- [TO DO] Each line below from the one containing "Target: white wall" through the one containing "Exercise. Put one point on each instance of the window in" is to be given again exactly, and no line outside that span.

- [GIVEN DATA]
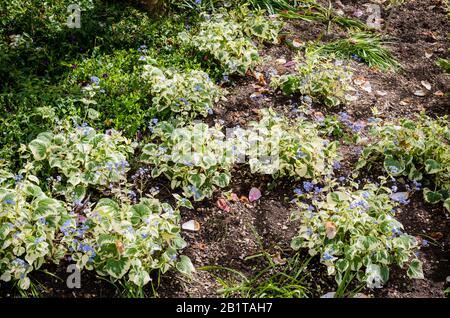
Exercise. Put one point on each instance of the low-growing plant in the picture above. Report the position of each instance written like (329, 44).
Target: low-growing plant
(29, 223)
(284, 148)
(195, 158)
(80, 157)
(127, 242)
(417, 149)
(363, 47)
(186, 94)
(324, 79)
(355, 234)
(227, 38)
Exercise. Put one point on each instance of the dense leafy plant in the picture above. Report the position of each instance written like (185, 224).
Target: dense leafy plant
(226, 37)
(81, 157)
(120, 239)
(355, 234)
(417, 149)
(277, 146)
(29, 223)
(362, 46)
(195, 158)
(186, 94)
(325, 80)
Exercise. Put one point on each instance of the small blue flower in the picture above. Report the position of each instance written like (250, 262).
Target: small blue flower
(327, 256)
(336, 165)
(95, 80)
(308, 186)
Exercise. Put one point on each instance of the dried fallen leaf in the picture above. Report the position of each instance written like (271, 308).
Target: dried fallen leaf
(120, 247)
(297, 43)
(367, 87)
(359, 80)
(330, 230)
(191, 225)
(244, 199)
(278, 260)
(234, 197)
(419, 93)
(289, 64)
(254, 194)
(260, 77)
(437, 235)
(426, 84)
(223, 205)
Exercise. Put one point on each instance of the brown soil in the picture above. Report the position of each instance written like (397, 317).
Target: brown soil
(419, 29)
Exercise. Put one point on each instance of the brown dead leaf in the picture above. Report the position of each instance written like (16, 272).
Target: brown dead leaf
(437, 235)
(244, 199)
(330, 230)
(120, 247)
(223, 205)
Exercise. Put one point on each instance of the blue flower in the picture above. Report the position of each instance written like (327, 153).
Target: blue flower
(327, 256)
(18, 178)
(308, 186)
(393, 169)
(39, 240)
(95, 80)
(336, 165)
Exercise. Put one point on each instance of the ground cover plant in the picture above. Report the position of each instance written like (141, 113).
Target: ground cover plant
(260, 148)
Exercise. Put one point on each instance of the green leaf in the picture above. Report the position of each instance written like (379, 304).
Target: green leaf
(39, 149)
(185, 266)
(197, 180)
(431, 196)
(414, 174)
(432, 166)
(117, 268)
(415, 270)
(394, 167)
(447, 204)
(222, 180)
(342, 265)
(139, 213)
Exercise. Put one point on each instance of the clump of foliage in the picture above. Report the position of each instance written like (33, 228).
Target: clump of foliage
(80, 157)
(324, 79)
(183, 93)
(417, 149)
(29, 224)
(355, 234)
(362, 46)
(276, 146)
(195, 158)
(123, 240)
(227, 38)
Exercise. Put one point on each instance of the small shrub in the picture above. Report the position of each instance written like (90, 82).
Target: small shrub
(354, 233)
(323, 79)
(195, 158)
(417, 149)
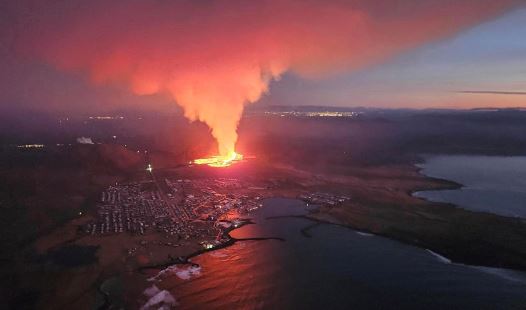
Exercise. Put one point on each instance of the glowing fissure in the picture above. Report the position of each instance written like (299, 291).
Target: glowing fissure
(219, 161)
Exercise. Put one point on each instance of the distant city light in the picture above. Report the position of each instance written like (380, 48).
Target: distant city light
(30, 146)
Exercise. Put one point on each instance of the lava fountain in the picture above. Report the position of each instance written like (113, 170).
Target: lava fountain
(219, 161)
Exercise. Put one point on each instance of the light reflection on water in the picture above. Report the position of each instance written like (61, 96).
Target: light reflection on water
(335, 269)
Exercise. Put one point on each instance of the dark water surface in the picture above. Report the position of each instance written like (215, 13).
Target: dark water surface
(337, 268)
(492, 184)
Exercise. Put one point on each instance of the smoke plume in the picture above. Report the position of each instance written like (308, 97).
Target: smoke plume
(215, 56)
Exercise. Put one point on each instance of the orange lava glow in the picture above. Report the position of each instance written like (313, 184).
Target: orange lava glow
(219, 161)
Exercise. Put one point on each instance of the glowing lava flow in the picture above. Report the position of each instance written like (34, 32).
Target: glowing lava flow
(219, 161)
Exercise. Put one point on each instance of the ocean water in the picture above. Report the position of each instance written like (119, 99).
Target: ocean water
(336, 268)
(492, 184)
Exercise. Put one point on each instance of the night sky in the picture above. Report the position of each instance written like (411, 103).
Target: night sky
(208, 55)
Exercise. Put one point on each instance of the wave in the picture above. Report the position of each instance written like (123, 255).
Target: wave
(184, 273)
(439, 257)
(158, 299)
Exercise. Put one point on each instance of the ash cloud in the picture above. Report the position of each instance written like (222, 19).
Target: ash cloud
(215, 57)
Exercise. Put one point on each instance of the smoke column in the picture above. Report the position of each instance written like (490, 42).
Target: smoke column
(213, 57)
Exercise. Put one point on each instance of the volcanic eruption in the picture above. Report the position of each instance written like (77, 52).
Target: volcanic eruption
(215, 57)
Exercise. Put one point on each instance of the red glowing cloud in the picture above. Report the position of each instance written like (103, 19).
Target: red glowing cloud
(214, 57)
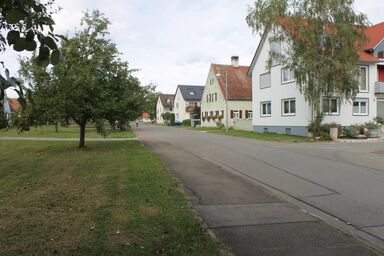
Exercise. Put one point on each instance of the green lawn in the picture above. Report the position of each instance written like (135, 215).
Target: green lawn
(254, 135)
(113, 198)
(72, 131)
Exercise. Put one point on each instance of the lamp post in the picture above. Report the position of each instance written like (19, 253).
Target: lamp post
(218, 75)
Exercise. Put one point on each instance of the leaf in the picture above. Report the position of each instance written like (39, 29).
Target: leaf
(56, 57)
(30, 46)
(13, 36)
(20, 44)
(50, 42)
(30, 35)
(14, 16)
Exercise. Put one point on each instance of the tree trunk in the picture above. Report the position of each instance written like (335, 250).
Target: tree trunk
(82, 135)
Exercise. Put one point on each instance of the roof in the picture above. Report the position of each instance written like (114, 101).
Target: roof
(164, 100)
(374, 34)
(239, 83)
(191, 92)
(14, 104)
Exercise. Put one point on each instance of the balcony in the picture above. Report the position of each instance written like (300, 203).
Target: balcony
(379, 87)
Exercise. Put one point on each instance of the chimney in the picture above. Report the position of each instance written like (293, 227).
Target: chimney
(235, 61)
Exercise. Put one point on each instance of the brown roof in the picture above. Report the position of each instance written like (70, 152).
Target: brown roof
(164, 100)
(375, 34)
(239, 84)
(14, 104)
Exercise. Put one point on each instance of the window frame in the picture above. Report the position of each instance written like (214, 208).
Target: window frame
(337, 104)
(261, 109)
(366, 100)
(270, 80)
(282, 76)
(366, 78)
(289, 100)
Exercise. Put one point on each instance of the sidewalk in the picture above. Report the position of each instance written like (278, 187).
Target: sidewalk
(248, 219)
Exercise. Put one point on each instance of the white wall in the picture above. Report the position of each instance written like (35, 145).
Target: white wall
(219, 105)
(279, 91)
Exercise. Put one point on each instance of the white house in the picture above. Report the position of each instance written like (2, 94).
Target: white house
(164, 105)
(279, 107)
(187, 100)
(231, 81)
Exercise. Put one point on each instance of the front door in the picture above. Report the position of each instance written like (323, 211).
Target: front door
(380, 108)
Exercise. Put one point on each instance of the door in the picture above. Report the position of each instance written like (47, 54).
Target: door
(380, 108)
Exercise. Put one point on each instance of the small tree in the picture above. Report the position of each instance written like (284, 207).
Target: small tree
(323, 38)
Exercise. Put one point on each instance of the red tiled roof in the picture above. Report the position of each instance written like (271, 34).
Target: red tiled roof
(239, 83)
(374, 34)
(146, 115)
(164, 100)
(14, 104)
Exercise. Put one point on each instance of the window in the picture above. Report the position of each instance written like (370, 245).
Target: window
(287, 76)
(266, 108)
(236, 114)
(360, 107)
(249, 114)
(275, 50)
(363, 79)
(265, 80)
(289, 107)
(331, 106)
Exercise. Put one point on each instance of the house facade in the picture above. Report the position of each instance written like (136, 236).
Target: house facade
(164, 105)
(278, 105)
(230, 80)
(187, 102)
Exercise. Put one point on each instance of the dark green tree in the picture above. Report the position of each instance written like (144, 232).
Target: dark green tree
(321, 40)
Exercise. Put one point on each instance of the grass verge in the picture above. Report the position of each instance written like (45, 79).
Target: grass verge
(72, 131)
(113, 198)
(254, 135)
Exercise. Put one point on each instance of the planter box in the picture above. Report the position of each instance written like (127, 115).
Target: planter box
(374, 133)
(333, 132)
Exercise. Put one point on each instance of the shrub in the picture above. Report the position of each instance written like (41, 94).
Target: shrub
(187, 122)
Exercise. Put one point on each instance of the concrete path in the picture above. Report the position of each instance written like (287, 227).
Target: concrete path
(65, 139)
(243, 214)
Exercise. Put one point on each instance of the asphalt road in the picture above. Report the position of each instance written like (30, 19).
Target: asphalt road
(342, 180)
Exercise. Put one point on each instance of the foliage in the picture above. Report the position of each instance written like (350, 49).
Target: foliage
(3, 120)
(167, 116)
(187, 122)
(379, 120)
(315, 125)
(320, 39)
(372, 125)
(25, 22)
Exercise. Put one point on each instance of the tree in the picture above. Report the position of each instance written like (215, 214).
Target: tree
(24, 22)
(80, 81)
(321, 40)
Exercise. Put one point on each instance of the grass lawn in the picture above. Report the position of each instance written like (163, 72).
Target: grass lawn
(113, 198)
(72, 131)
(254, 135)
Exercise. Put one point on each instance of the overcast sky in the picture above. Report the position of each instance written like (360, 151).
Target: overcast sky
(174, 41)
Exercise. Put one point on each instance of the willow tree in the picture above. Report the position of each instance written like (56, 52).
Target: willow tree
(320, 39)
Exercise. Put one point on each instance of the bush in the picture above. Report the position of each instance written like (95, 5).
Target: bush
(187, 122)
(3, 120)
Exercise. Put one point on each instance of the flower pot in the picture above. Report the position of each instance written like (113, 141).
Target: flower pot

- [EXPECTED ANSWER]
Target: white wall
(219, 105)
(279, 91)
Exercise. Put one point on each instance of the white house in the picture above. Report the position of each instance written like (2, 94).
Target: white house
(164, 105)
(279, 107)
(187, 100)
(231, 81)
Exercise. Put one point on each instance of the front door in the picture above. Report the position of each instance written like (323, 211).
Target: front door
(380, 108)
Exercise. Put one point on each instance of the door in the picture above. Report the position of each instance written like (47, 54).
Target: door
(380, 108)
Exercise. Put one point on each instance of the small tree in the picture above. Report the position of each instance written like (284, 207).
Target: small tree
(323, 38)
Exercise. Put one point on each instance of the red tiled roof in the picture above. Report the position of each instance written like (271, 34).
Target: red tiled roof
(239, 83)
(374, 34)
(146, 115)
(164, 100)
(14, 104)
Exercise. Put one point on each instance of the window in the picture above. Report the position of each instance written like (370, 245).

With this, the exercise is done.